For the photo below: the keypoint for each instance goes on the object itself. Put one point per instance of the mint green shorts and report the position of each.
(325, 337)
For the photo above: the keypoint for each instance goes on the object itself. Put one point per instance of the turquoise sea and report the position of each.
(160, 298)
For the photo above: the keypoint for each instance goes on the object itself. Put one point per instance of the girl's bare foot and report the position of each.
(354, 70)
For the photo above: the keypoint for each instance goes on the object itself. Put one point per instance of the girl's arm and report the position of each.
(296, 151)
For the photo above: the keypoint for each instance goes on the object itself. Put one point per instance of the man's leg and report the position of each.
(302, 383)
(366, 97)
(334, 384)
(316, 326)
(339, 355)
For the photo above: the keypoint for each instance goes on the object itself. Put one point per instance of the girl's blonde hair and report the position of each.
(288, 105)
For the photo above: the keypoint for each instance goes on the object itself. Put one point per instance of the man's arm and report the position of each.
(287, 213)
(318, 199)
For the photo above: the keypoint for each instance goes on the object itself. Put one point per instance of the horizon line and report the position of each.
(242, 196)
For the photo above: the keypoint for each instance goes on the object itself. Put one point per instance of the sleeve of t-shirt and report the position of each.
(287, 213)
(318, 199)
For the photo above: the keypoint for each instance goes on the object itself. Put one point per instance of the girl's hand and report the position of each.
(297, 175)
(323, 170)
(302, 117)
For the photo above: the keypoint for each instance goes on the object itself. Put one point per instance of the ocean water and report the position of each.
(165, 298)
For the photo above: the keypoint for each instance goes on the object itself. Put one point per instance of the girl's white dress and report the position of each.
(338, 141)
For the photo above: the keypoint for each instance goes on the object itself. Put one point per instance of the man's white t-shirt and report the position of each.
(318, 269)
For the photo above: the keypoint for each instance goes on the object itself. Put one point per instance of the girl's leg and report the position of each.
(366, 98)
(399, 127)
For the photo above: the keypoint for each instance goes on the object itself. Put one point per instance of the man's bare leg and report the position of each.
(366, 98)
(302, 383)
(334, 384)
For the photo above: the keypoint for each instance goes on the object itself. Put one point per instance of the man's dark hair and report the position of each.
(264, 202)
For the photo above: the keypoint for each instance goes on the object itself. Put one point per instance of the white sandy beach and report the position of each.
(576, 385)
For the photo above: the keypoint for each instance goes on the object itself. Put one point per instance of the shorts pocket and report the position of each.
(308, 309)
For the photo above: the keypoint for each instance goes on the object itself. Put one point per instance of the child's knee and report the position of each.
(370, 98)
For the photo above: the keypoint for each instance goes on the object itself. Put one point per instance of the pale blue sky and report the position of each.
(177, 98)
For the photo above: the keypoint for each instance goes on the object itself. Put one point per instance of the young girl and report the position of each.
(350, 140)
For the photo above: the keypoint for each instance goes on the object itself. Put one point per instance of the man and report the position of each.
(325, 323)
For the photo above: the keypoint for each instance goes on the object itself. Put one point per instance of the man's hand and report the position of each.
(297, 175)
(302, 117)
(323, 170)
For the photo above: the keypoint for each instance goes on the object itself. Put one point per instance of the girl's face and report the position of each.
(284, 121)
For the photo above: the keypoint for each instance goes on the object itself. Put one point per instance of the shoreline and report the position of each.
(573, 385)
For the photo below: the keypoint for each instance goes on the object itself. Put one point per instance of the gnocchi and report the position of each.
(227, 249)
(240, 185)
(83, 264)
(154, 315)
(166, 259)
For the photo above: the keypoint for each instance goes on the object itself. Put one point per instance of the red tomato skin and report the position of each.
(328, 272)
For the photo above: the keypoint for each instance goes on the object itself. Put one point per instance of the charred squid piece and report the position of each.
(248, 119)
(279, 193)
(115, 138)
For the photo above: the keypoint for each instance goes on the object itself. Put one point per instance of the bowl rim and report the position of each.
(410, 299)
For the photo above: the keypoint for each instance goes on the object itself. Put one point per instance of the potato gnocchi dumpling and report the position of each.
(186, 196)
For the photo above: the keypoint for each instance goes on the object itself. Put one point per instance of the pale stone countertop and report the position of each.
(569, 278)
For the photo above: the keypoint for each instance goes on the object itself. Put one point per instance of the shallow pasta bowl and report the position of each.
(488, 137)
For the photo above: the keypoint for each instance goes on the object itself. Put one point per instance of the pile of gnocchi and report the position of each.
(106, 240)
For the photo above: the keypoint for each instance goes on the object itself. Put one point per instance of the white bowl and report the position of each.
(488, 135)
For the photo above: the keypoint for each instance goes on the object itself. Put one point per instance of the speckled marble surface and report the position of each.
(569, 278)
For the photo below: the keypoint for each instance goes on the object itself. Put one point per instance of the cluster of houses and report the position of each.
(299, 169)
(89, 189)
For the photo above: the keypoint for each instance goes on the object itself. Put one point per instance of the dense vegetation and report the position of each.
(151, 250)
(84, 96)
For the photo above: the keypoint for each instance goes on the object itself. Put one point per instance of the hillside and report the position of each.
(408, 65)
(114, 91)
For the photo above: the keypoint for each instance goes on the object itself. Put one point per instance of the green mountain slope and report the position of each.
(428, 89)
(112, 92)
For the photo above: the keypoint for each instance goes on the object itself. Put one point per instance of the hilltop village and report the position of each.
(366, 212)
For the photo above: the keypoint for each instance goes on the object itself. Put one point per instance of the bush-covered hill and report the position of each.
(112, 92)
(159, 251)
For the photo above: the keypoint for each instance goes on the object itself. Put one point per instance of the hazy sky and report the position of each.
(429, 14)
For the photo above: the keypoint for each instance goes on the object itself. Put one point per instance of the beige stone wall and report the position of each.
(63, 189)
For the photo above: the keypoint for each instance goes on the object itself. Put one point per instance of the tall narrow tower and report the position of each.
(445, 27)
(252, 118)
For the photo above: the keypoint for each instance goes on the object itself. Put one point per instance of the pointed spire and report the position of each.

# Task details
All of the material above should be printed exactly as it appears.

# Task result
For the photo below: the keypoint for each instance goes on the object itself. Put one point per instance of the mint green shorts and report the position of each.
(325, 337)
For the photo above: the keypoint for each instance goes on the object itself. Put one point per instance of the turquoise sea and report the position of each.
(160, 298)
For the photo above: the keypoint for each instance goes on the object itself. Put one point per instance of the girl's bare foot and report the position of each.
(354, 70)
For the photo above: the keypoint for each instance goes on the object itself. Put one point per instance of the girl's arm and report the position of each.
(296, 151)
For the photo above: the keypoint for each instance goes on the object itself. Put one point per instance of the man's leg and report the position of each.
(302, 383)
(366, 97)
(334, 384)
(316, 326)
(339, 355)
For the photo above: the keypoint for each instance goes on the object itself. Put one point per instance of the girl's blonde hair and report the position of each.
(288, 105)
For the photo above: the keypoint for each instance goes on the object itself. Put one point per instance of the man's arm and report the position of each.
(287, 213)
(318, 199)
For the photo above: the keypoint for each instance goes on the object itself. Put one point per instance of the horizon line and report the position of each.
(242, 196)
For the photo above: the keypoint for each instance goes on the object itself. Put one point per instance of the sleeve of t-shirt and report the position of each.
(287, 213)
(318, 199)
For the photo above: the keypoint for each instance goes on the object itself. Put one point per instance of the girl's hand and report the position of each.
(297, 175)
(323, 170)
(302, 117)
For the photo above: the keypoint for each instance goes on the object itself. Put one point per instance of the ocean water and report the position of each.
(165, 298)
For the photo above: the keypoint for each instance goes on the object itself. Put one point per instance of the girl's white dress and report the position of each.
(338, 141)
For the photo above: the keypoint for each instance goes on the object itself. Put one point per instance of the man's white t-shirt and report the position of each.
(318, 269)
For the photo above: the keypoint for each instance goes on the object itself. Put one point per instance of the girl's leg and report the position of each.
(366, 98)
(399, 127)
For the photo above: the keypoint for each instance goes on the object itself. Put one point per instance of the man's bare leg and report the position of each.
(366, 98)
(302, 383)
(334, 384)
For the photo above: the keypoint for each instance goes on the object itself. Put one point per instance of the man's dark hair and report the position of each.
(264, 202)
For the photo above: the keypoint for each instance goes on the object itself. Put one point per instance of the white sandy beach and report the position of each.
(576, 385)
For the photo above: the keypoint for each instance goes on the object itself. Put one point per instance of the shorts pocket and report the position of each.
(308, 309)
For the photo above: the keypoint for each instance goes on the object itself. Put one point per instance of the child's knee and report the position of each.
(370, 98)
For the photo above: the keypoint for each instance goes on the object itself. Put one point per instance of the pale blue sky and report the position of each.
(177, 98)
For the photo above: the keypoint for each instance goes on the object itself. Put one point per instance of the young girl and report the position of each.
(350, 140)
For the photo above: the keypoint for each instance goes on the object itself. Put one point per instance of the man and report the position of each.
(325, 323)
For the photo above: the keypoint for each instance goes on the object itself. Put one point per instance of the man's hand and report the position of each.
(297, 175)
(302, 117)
(323, 170)
For the photo above: the keypoint for each instance goes on the object itself. Put one point per instance of the girl's face and report the position of each.
(284, 121)
For the photo above: the keypoint for each instance goes on the object itself. Put one point per instance of the shoreline and report the position of each.
(573, 385)
For the photo below: the keypoint for each instance goes on the object itself. Put one point per instance of the gnocchi and report the position of each.
(227, 249)
(240, 185)
(83, 264)
(154, 315)
(166, 259)
For the photo above: the keypoint for each instance goes on the object itself. Put one point per instance of the red tomato skin and report the position of each.
(328, 272)
For the photo above: the keypoint for each instance goes on the object itself. Put one point per instance of the charred squid piece and report the position of each.
(248, 119)
(279, 193)
(115, 138)
For the photo above: the keypoint for each instance goes on the object itself. Put one point per instance of the bowl rim and report the position of each.
(410, 299)
For the photo above: the keypoint for each instance goes on the object itself. Put one point per instance of the potato gnocchi dumpling and report the position of each.
(186, 196)
For the photo above: the keypoint for each instance goes on the object itself. Put one point per instance of the pale stone countertop and report the position of each.
(569, 278)
For the photo above: the keypoint for each instance goes on the object itself. Put one point per instance of the shallow pasta bowl and report the position of each.
(488, 137)
For the photo above: the keypoint for each instance goes on the object itself. Put one point per instance of the pile of gnocchi and report the position of each.
(106, 240)
For the photo above: the keypoint for each instance goes on the object itself. Put one point per instance of the white bowl and report the position of each.
(488, 135)
For the photo above: the keypoint for each instance goes on the object itself. Put one point per instance of the speckled marble surface and report the position of each.
(569, 278)
For the photo below: the keypoint for each instance goes on the object itself. Put one point per instance of the cluster of houses and report the position of each.
(299, 169)
(89, 189)
For the photo above: the keypoint for each instance goes on the object itself. Put one point per instance of the dense vegetation and report the position of each.
(151, 250)
(84, 96)
For the photo above: the keypoint for each instance goes on the object itself. Put one point per instance of the hillside and report the position of each.
(408, 65)
(114, 91)
For the photo above: the keypoint for each instance goes on the object itself. Put one point per instance of the green mountain slope and report the position of each.
(428, 89)
(112, 92)
For the photo above: the keypoint for each instance goes on the object itself. Put one point per instance of the hilltop village and report the position of each.
(366, 212)
For the photo above: the keypoint for each instance goes on the object itself. Put one point per instance of the bush-covered hill and report the position of each.
(112, 92)
(159, 251)
For the photo above: the keypoint for each instance goes on the object itself. Put one point per instance of the hazy sky and report the position of each.
(429, 14)
For the photo above: the keypoint for each instance goes on the object itself. Put one point per instance of the beige stone wall and report the position of each.
(63, 189)
For the photo above: the keypoint for each instance goes on the object itself. Put one point per instance of the tall narrow tower and report the position of each.
(445, 27)
(252, 118)
For the photo above: the keypoint for each instance goes on the object itself. Put one point per instance of the pointed spire and report the position of each.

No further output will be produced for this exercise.